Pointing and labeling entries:
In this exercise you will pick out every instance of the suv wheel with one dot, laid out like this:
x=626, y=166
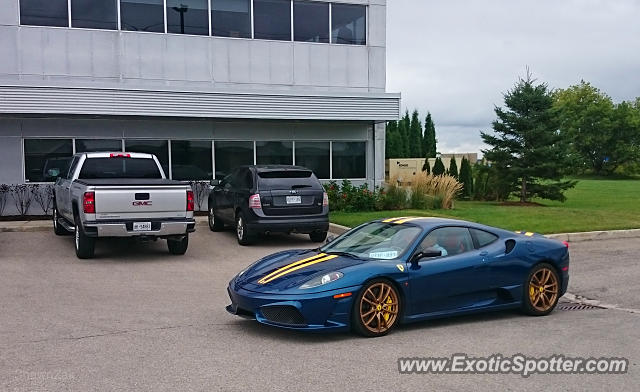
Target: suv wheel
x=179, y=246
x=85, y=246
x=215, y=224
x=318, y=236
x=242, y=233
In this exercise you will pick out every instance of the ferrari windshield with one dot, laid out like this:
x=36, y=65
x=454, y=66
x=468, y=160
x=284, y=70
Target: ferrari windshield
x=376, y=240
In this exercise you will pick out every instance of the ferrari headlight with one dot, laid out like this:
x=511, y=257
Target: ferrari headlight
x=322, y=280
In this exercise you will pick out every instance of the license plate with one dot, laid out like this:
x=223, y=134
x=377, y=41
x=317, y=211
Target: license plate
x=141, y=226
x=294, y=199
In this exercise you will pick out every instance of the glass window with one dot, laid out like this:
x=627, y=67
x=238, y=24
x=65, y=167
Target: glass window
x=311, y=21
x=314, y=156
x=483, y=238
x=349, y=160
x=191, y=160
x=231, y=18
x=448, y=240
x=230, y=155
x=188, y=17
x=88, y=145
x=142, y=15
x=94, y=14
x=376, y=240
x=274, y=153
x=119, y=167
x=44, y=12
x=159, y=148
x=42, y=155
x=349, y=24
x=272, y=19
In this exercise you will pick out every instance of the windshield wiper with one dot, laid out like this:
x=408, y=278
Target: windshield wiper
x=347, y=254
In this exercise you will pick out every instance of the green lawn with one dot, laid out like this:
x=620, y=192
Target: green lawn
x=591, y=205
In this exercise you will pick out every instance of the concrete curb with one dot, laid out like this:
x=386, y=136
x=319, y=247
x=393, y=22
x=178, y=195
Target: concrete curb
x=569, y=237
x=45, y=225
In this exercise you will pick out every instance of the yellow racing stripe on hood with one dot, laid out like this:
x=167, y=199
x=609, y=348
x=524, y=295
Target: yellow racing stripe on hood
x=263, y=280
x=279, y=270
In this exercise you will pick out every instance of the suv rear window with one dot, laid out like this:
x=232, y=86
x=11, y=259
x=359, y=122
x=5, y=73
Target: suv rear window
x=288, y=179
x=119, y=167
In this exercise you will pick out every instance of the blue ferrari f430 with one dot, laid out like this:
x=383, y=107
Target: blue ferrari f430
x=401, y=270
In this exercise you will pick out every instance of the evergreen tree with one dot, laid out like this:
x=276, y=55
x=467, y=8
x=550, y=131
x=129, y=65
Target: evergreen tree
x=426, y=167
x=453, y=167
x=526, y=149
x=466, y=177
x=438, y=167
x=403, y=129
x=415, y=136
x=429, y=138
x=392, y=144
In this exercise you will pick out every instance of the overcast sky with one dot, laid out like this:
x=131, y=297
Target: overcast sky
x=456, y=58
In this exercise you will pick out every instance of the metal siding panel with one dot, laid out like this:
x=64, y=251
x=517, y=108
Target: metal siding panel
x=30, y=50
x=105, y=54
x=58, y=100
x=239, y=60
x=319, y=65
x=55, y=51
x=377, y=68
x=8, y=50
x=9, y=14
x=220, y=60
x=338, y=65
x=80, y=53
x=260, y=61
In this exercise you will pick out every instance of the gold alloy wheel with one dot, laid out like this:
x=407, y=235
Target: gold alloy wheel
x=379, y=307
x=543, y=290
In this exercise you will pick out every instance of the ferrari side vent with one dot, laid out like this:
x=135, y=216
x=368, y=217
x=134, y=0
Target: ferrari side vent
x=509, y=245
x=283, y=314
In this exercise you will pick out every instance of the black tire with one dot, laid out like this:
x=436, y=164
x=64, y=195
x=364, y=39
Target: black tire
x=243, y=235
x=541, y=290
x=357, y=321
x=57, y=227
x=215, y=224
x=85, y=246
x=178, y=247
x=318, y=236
* * *
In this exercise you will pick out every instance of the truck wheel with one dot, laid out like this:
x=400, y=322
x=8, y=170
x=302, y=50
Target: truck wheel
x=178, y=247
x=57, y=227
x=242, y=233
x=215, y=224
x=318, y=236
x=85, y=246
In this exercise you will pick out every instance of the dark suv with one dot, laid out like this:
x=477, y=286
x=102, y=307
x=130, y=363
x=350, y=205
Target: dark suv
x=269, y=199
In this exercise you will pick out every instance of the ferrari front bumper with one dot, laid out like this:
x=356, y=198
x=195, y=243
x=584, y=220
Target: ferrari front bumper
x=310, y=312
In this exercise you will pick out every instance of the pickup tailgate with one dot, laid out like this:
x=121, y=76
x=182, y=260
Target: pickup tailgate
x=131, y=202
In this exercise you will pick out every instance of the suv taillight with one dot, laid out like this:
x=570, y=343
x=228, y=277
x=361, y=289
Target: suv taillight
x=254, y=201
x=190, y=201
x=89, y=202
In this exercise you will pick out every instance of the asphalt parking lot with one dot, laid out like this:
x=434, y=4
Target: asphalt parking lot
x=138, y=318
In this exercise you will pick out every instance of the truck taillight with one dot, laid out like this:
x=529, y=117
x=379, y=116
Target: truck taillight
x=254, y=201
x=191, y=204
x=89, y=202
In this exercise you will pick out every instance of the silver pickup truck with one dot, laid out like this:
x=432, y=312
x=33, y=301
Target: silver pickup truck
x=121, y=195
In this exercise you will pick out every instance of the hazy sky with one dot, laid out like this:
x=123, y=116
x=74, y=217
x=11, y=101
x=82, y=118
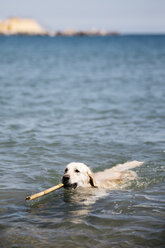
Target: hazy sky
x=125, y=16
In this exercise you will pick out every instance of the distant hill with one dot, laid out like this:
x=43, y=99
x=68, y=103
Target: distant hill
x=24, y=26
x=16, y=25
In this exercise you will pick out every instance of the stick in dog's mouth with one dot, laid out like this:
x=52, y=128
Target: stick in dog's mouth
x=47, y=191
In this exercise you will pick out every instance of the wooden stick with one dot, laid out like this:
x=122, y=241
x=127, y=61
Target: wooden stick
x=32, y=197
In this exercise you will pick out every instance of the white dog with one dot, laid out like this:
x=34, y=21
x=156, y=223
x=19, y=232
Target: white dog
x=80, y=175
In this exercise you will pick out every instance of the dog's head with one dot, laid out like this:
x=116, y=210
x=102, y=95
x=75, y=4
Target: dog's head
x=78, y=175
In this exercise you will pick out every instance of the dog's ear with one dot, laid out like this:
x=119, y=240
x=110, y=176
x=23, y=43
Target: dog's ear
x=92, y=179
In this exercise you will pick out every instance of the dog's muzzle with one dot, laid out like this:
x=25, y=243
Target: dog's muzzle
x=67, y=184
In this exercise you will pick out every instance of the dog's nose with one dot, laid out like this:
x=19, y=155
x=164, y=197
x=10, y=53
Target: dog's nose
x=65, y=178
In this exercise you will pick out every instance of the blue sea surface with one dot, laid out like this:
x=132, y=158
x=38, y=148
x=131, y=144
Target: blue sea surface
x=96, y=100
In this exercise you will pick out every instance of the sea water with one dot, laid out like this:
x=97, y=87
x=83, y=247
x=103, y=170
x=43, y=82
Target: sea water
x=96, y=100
* * *
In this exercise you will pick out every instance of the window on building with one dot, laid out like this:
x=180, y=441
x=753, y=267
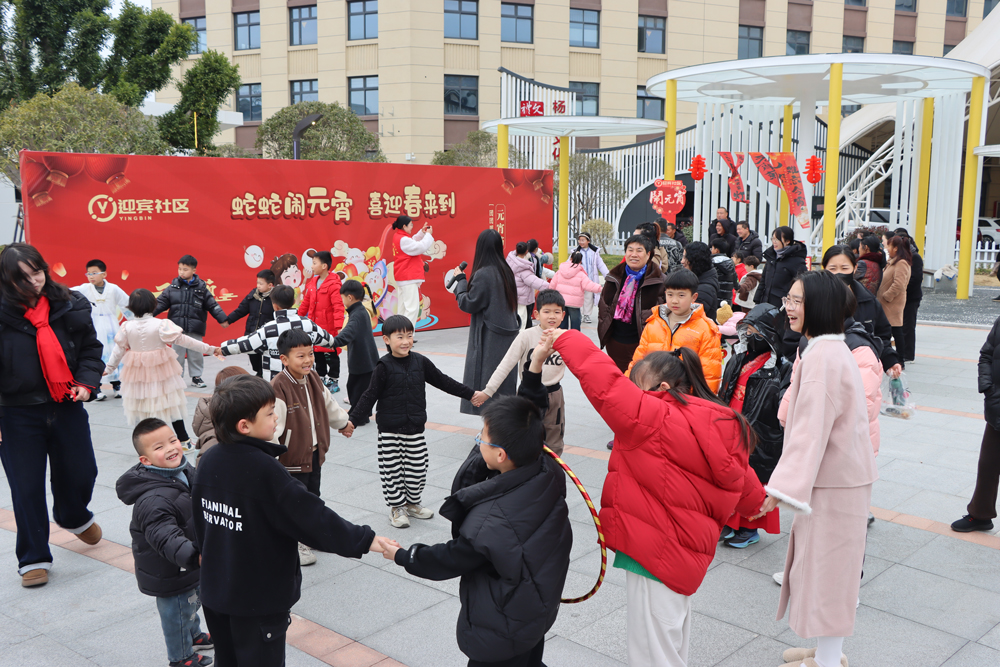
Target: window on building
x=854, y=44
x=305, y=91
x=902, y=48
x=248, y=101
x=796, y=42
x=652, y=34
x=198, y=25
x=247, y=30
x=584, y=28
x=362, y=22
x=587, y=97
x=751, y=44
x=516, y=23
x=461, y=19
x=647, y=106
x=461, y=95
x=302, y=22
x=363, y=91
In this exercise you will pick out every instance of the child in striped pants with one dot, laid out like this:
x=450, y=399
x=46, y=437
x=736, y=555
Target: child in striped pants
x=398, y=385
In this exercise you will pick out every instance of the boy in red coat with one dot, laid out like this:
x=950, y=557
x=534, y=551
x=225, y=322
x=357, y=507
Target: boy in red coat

WHAT TO DO: Locate each line above that contains the string "glass" and copy it out. The match is case-sensitive.

TASK SOLUTION:
In this exercise you will pick out every instance of the glass window with one dot, laid out like this:
Target: glass window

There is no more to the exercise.